-- Gestellte Aufgabe --
Kannst du aus der Forumsdiskussion unten den Abschnitt von „## mariopetr (8.“ bis einschließlich „Stefan1200 (8. Okt 2003)“ wortgetreu niederschreiben?

== Quellauszug ==

# Kann ich einen thread zwei mal starten ?



## me.toString (8. Okt 2003)

Hallo @ all ...

ich habe folgendes Problem ... ich habe ein Objekt einer klasse, die von Thread erbt. Wenn ich dann objekt.start() aufrufe, startet der Thread auch einwandfrei. Nun aber möchte ich nach einer Weile den Thread ein weiteres mal starten mit objekt.start() - aber ohne ein neues Objekt meiner Klasse zu erzeugen !!!!! - und dann passiert nix ( noch nicht mal 'ne Fehlermeldung kommt ).

Kann mir das vielleicht einer erklären ? ... wichtig ist, das es nur dies eine Objekt der Klasse geben darf !

Danke schon mal im vorraus ...

Michael


----------



## mariopetr (8. Okt 2003)

nein, das ist nicht moeglich. was zum beispiel moeglich waere ist, dein object mit new Thread(Runable runable) mehrmals zu starten


----------



## Stefan1200 (8. Okt 2003)

===
== Rohdaten ==

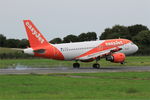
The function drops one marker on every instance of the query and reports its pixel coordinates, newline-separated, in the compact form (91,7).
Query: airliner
(113,50)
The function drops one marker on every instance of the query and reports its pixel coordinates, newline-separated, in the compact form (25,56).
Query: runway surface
(72,70)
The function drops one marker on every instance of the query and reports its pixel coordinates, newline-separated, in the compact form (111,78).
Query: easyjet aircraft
(113,50)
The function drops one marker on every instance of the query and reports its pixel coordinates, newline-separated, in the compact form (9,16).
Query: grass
(130,61)
(93,86)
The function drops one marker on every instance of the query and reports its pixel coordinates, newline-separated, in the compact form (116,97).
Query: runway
(72,70)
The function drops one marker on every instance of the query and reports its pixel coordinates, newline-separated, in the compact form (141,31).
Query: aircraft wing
(99,54)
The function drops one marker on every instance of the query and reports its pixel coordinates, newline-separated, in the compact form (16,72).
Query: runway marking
(72,70)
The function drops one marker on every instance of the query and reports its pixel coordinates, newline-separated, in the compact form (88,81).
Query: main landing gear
(95,66)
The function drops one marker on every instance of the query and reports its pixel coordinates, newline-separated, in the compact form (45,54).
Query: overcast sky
(58,18)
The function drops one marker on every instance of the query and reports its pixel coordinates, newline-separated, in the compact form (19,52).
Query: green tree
(2,40)
(56,41)
(143,38)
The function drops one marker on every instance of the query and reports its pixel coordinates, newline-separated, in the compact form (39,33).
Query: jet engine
(116,57)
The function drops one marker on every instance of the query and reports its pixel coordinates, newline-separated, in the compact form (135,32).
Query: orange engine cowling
(116,57)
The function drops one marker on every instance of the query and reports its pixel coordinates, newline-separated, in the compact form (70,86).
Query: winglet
(36,39)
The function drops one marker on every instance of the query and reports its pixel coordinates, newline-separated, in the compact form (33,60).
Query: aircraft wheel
(96,66)
(76,65)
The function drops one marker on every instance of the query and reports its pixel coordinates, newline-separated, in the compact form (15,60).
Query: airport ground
(76,86)
(108,83)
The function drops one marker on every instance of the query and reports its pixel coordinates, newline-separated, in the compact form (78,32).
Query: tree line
(138,33)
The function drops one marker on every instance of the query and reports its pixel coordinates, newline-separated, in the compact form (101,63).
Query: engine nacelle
(116,58)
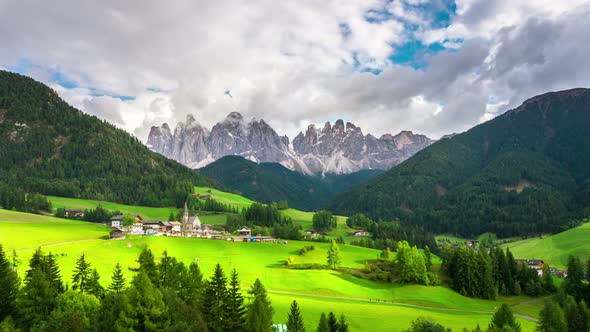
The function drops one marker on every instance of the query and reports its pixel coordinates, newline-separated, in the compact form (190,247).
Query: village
(190,227)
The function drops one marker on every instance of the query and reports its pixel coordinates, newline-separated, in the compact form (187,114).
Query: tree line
(162,295)
(388,234)
(476,273)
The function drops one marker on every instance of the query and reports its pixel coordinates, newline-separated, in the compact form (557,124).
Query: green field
(146,212)
(380,306)
(555,249)
(225,197)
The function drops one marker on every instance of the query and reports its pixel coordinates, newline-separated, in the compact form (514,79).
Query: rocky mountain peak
(338,148)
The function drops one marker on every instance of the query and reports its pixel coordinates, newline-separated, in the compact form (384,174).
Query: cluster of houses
(190,227)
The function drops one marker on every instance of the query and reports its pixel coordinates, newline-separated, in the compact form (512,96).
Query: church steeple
(185,217)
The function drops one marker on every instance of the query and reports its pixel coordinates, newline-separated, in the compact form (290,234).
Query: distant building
(71,213)
(116,233)
(176,226)
(137,228)
(244,231)
(535,264)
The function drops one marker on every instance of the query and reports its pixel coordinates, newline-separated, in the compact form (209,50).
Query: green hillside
(272,182)
(523,172)
(367,304)
(555,249)
(49,147)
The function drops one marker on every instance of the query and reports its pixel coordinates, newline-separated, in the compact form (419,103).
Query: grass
(362,301)
(159,213)
(555,249)
(225,197)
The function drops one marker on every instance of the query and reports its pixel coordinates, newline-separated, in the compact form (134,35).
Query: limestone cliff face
(339,148)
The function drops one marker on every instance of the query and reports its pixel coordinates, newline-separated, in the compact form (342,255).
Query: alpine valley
(336,149)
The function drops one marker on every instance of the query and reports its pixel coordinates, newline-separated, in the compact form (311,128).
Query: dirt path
(57,244)
(416,306)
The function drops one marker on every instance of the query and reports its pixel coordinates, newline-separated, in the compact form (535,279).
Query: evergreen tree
(213,301)
(573,283)
(323,325)
(94,286)
(147,263)
(118,280)
(260,310)
(503,318)
(427,258)
(82,274)
(295,320)
(333,322)
(234,310)
(74,312)
(551,319)
(547,280)
(9,283)
(191,285)
(334,255)
(41,287)
(342,324)
(144,308)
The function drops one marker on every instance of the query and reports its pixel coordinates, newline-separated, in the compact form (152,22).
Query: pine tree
(334,255)
(503,318)
(342,324)
(82,274)
(191,285)
(333,322)
(551,319)
(147,263)
(547,280)
(234,310)
(323,324)
(118,280)
(427,258)
(295,320)
(94,286)
(41,287)
(213,301)
(573,283)
(260,310)
(144,309)
(9,283)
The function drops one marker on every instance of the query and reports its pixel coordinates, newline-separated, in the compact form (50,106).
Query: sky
(433,67)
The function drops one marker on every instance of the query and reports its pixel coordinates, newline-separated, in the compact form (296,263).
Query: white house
(244,231)
(137,228)
(176,226)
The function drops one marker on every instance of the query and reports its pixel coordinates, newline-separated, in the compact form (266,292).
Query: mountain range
(333,149)
(524,172)
(49,147)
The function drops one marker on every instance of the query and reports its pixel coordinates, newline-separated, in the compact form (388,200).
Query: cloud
(299,63)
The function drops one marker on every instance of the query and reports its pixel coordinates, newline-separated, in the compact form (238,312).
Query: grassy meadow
(367,304)
(555,249)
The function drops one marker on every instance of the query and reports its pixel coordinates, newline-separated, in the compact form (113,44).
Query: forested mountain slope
(272,182)
(50,147)
(523,172)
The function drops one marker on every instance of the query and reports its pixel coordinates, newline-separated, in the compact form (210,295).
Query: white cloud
(289,62)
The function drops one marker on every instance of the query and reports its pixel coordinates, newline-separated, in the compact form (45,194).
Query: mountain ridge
(523,172)
(339,148)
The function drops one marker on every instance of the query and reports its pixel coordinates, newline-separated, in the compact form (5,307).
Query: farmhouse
(535,264)
(244,231)
(176,226)
(116,233)
(117,221)
(71,213)
(137,228)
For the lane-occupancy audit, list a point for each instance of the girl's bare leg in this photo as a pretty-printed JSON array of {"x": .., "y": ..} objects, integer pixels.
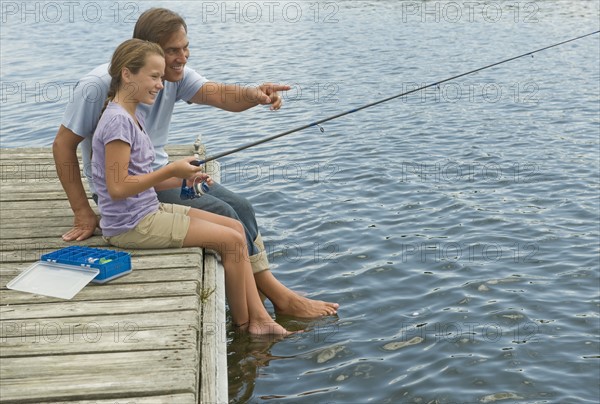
[{"x": 226, "y": 236}]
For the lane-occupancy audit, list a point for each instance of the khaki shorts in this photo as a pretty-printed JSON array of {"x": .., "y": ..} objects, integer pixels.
[{"x": 165, "y": 228}]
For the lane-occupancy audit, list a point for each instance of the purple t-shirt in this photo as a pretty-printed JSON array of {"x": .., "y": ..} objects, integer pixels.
[{"x": 123, "y": 215}]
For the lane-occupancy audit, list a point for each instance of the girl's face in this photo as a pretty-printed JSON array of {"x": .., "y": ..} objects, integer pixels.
[{"x": 144, "y": 86}]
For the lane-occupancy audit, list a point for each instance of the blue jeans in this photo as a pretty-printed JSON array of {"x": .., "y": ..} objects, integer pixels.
[{"x": 223, "y": 202}]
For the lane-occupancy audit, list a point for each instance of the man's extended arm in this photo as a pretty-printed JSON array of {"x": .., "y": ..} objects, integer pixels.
[{"x": 237, "y": 98}]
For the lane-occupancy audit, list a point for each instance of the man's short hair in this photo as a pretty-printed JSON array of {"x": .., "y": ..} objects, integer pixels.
[{"x": 157, "y": 25}]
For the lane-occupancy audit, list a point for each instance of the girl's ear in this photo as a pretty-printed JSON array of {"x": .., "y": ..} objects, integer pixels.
[{"x": 125, "y": 75}]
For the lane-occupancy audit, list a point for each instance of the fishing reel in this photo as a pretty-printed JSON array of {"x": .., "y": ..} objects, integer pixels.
[{"x": 197, "y": 189}]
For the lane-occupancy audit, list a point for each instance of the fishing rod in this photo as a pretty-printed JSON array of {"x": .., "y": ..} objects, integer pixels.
[{"x": 198, "y": 190}]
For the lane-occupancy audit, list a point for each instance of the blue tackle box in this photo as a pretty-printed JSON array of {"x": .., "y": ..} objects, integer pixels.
[{"x": 110, "y": 263}]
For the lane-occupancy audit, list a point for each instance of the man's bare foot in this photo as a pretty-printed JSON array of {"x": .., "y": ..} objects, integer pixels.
[{"x": 300, "y": 306}]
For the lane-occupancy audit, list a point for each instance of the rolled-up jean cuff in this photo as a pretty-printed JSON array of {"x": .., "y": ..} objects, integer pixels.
[{"x": 259, "y": 262}]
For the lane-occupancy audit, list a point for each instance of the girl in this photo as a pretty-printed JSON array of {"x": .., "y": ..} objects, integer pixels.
[{"x": 125, "y": 184}]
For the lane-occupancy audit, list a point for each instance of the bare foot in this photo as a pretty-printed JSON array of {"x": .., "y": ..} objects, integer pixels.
[{"x": 300, "y": 306}]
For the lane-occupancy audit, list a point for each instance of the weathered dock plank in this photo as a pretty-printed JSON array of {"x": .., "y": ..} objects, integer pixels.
[{"x": 156, "y": 335}]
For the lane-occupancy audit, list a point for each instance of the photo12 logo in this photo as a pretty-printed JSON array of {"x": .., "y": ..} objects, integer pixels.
[
  {"x": 469, "y": 11},
  {"x": 54, "y": 12}
]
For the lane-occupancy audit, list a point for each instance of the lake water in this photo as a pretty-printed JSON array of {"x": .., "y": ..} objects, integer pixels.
[{"x": 457, "y": 227}]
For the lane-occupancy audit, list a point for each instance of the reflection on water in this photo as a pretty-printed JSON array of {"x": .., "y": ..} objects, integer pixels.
[{"x": 457, "y": 227}]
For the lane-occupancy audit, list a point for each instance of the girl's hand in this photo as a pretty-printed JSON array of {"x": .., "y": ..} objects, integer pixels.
[
  {"x": 184, "y": 169},
  {"x": 201, "y": 177}
]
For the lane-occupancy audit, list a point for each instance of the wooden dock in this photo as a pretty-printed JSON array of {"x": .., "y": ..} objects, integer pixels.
[{"x": 156, "y": 335}]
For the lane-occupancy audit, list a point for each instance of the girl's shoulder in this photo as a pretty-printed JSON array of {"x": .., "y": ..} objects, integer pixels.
[{"x": 115, "y": 123}]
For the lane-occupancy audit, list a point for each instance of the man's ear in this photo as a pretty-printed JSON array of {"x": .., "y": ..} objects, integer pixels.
[{"x": 125, "y": 75}]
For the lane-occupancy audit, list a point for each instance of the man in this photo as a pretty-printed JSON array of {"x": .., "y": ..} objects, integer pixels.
[{"x": 169, "y": 30}]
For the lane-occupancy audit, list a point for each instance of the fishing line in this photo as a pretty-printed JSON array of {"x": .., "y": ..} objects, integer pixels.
[{"x": 199, "y": 189}]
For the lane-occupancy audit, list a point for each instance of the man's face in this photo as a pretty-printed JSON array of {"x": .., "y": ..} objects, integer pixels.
[{"x": 177, "y": 52}]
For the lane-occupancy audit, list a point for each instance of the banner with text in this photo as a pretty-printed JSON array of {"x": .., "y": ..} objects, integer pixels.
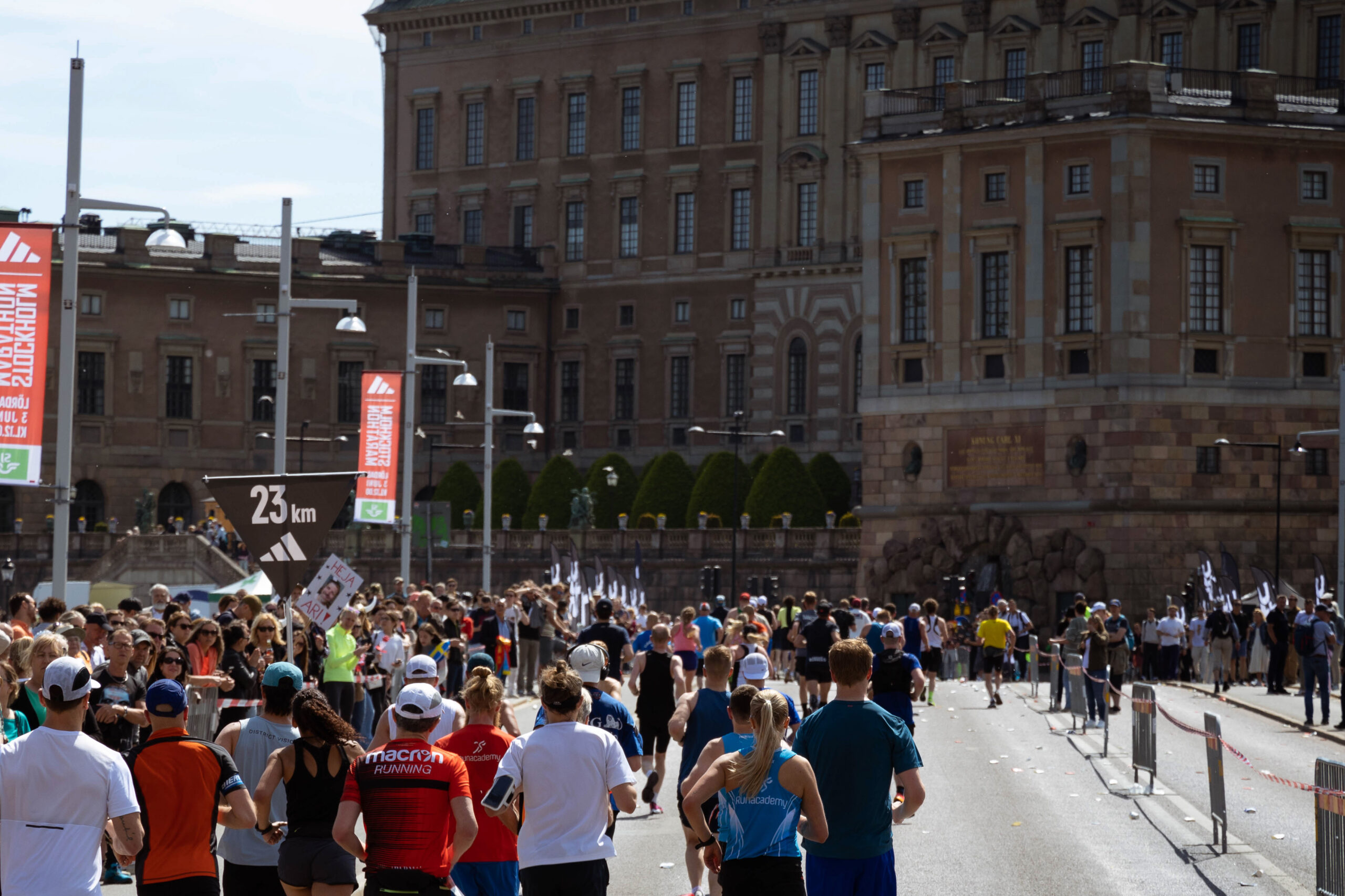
[
  {"x": 25, "y": 296},
  {"x": 380, "y": 413}
]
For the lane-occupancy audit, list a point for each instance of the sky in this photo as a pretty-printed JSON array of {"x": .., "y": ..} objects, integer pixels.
[{"x": 214, "y": 109}]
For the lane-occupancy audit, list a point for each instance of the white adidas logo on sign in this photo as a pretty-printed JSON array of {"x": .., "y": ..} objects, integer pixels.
[
  {"x": 284, "y": 549},
  {"x": 15, "y": 251},
  {"x": 380, "y": 388}
]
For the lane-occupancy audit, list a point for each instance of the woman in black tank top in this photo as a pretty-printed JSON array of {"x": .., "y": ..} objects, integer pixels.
[{"x": 314, "y": 770}]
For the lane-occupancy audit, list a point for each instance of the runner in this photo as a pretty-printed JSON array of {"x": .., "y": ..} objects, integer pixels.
[
  {"x": 765, "y": 789},
  {"x": 178, "y": 779},
  {"x": 417, "y": 805}
]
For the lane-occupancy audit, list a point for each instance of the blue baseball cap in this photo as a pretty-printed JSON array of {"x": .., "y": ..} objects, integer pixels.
[
  {"x": 277, "y": 673},
  {"x": 166, "y": 692}
]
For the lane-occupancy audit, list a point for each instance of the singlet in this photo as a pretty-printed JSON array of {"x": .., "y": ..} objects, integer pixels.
[
  {"x": 656, "y": 700},
  {"x": 314, "y": 798},
  {"x": 257, "y": 741},
  {"x": 763, "y": 825},
  {"x": 709, "y": 720}
]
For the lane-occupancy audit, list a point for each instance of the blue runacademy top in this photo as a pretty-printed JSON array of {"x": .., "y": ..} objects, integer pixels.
[
  {"x": 709, "y": 720},
  {"x": 763, "y": 825}
]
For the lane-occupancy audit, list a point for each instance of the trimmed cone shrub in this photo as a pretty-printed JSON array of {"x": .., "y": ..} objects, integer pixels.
[
  {"x": 666, "y": 489},
  {"x": 509, "y": 494},
  {"x": 832, "y": 482},
  {"x": 552, "y": 494},
  {"x": 462, "y": 490},
  {"x": 784, "y": 486},
  {"x": 613, "y": 502},
  {"x": 713, "y": 492}
]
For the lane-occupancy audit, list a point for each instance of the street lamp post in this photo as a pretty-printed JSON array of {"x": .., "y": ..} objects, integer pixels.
[{"x": 736, "y": 435}]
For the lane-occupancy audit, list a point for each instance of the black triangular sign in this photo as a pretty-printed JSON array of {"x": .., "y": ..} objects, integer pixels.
[{"x": 283, "y": 520}]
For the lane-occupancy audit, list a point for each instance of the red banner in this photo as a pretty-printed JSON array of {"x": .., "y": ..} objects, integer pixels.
[
  {"x": 380, "y": 413},
  {"x": 25, "y": 296}
]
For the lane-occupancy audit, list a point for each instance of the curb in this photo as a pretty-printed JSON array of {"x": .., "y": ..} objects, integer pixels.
[{"x": 1261, "y": 711}]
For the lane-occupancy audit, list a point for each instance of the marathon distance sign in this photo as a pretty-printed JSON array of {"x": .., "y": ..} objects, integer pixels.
[{"x": 283, "y": 520}]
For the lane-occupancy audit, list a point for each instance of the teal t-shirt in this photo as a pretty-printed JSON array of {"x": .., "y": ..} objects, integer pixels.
[{"x": 854, "y": 748}]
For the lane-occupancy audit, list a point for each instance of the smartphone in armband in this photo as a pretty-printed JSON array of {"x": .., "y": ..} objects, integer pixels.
[{"x": 500, "y": 794}]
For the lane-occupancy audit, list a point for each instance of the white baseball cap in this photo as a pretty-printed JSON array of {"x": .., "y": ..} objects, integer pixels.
[{"x": 420, "y": 701}]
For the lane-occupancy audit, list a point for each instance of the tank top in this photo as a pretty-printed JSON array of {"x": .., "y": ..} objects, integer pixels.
[
  {"x": 257, "y": 741},
  {"x": 656, "y": 697},
  {"x": 765, "y": 824},
  {"x": 709, "y": 720},
  {"x": 313, "y": 799}
]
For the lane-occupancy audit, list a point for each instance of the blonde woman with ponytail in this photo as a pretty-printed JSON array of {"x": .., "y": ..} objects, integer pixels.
[{"x": 769, "y": 793}]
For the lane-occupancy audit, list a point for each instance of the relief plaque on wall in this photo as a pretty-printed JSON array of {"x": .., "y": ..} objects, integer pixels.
[{"x": 996, "y": 456}]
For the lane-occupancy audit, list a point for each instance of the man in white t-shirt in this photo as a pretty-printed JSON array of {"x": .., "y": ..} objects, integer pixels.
[{"x": 59, "y": 791}]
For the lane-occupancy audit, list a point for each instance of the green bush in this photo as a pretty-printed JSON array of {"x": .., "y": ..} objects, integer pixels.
[
  {"x": 509, "y": 494},
  {"x": 832, "y": 482},
  {"x": 552, "y": 494},
  {"x": 713, "y": 492},
  {"x": 784, "y": 486},
  {"x": 609, "y": 502},
  {"x": 462, "y": 489},
  {"x": 666, "y": 489}
]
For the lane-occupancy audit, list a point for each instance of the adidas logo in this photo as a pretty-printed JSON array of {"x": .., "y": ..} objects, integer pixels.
[
  {"x": 18, "y": 252},
  {"x": 284, "y": 549}
]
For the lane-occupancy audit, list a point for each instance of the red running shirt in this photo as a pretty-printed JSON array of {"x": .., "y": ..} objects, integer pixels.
[
  {"x": 482, "y": 747},
  {"x": 405, "y": 793}
]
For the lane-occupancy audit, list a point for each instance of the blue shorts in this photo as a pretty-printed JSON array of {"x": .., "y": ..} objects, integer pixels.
[
  {"x": 875, "y": 876},
  {"x": 486, "y": 879}
]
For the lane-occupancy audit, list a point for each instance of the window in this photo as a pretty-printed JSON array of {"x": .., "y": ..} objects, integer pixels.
[
  {"x": 1315, "y": 186},
  {"x": 680, "y": 370},
  {"x": 876, "y": 76},
  {"x": 995, "y": 295},
  {"x": 630, "y": 226},
  {"x": 1315, "y": 275},
  {"x": 92, "y": 382},
  {"x": 912, "y": 194},
  {"x": 475, "y": 133},
  {"x": 808, "y": 101},
  {"x": 577, "y": 140},
  {"x": 997, "y": 186},
  {"x": 630, "y": 119},
  {"x": 1248, "y": 46},
  {"x": 525, "y": 142},
  {"x": 178, "y": 388},
  {"x": 743, "y": 109},
  {"x": 1207, "y": 178},
  {"x": 686, "y": 113},
  {"x": 514, "y": 396},
  {"x": 915, "y": 299},
  {"x": 347, "y": 391},
  {"x": 685, "y": 222},
  {"x": 735, "y": 382},
  {"x": 1207, "y": 288},
  {"x": 741, "y": 220},
  {"x": 623, "y": 405},
  {"x": 424, "y": 139},
  {"x": 798, "y": 379},
  {"x": 571, "y": 389},
  {"x": 1079, "y": 181},
  {"x": 575, "y": 232},
  {"x": 433, "y": 393},
  {"x": 1079, "y": 298},
  {"x": 472, "y": 226}
]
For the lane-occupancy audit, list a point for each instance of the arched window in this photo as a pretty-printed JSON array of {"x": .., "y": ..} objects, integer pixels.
[
  {"x": 88, "y": 504},
  {"x": 174, "y": 501},
  {"x": 798, "y": 377}
]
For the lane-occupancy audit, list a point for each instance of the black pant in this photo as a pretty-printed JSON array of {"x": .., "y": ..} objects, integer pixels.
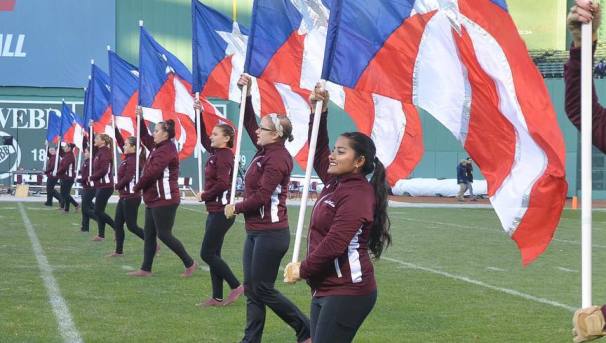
[
  {"x": 103, "y": 218},
  {"x": 127, "y": 211},
  {"x": 337, "y": 318},
  {"x": 88, "y": 209},
  {"x": 51, "y": 192},
  {"x": 159, "y": 223},
  {"x": 66, "y": 194},
  {"x": 216, "y": 228},
  {"x": 263, "y": 252}
]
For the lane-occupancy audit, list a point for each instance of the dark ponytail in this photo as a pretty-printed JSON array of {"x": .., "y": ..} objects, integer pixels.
[
  {"x": 229, "y": 132},
  {"x": 169, "y": 127},
  {"x": 132, "y": 141},
  {"x": 380, "y": 236}
]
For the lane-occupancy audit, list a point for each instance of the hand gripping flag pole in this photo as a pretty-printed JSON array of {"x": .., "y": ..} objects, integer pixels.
[{"x": 310, "y": 163}]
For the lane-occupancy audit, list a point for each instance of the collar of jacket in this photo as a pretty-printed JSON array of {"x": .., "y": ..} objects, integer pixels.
[
  {"x": 274, "y": 146},
  {"x": 351, "y": 177}
]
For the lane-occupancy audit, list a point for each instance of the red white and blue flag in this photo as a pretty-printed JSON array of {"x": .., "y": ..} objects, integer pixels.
[
  {"x": 124, "y": 83},
  {"x": 219, "y": 51},
  {"x": 463, "y": 62},
  {"x": 286, "y": 46},
  {"x": 71, "y": 127},
  {"x": 165, "y": 85}
]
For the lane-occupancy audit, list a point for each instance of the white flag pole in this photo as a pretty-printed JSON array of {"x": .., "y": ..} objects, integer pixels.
[
  {"x": 45, "y": 158},
  {"x": 198, "y": 143},
  {"x": 234, "y": 176},
  {"x": 90, "y": 149},
  {"x": 310, "y": 164},
  {"x": 138, "y": 150},
  {"x": 586, "y": 177}
]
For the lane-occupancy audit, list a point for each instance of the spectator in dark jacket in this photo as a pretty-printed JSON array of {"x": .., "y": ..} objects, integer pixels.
[
  {"x": 66, "y": 172},
  {"x": 161, "y": 196},
  {"x": 349, "y": 219},
  {"x": 462, "y": 180},
  {"x": 51, "y": 179},
  {"x": 266, "y": 222},
  {"x": 217, "y": 176}
]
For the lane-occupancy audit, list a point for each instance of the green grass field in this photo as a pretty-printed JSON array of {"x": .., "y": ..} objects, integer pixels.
[{"x": 452, "y": 275}]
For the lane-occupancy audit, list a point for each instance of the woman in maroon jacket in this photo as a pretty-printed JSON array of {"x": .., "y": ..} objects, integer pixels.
[
  {"x": 66, "y": 172},
  {"x": 217, "y": 175},
  {"x": 348, "y": 220},
  {"x": 103, "y": 182},
  {"x": 127, "y": 208},
  {"x": 161, "y": 196},
  {"x": 88, "y": 192},
  {"x": 266, "y": 222}
]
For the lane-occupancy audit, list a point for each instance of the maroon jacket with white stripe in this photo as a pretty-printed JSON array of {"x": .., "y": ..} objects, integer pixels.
[
  {"x": 126, "y": 172},
  {"x": 217, "y": 174},
  {"x": 103, "y": 175},
  {"x": 84, "y": 180},
  {"x": 67, "y": 167},
  {"x": 159, "y": 180},
  {"x": 338, "y": 261},
  {"x": 266, "y": 181}
]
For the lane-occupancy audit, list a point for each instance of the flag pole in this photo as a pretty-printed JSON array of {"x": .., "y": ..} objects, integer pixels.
[
  {"x": 138, "y": 150},
  {"x": 115, "y": 148},
  {"x": 234, "y": 10},
  {"x": 198, "y": 143},
  {"x": 586, "y": 177},
  {"x": 310, "y": 163},
  {"x": 45, "y": 159},
  {"x": 234, "y": 176}
]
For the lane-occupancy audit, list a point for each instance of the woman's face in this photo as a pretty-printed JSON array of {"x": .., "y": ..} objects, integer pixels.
[
  {"x": 342, "y": 159},
  {"x": 266, "y": 133},
  {"x": 99, "y": 142},
  {"x": 218, "y": 138},
  {"x": 159, "y": 134},
  {"x": 128, "y": 148}
]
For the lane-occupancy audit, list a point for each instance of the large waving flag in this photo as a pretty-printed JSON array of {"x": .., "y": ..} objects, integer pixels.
[
  {"x": 124, "y": 83},
  {"x": 287, "y": 46},
  {"x": 54, "y": 127},
  {"x": 464, "y": 63},
  {"x": 97, "y": 101},
  {"x": 219, "y": 51},
  {"x": 72, "y": 129},
  {"x": 165, "y": 84}
]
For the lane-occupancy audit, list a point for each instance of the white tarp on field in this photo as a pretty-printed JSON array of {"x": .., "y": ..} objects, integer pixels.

===

-- Antwort zur Aufgabe --
## mariopetr (8. Okt 2003)

nein, das ist nicht moeglich. was zum beispiel moeglich waere ist, dein object mit new Thread(Runable runable) mehrmals zu starten


----------



## Stefan1200 (8. Okt 2003)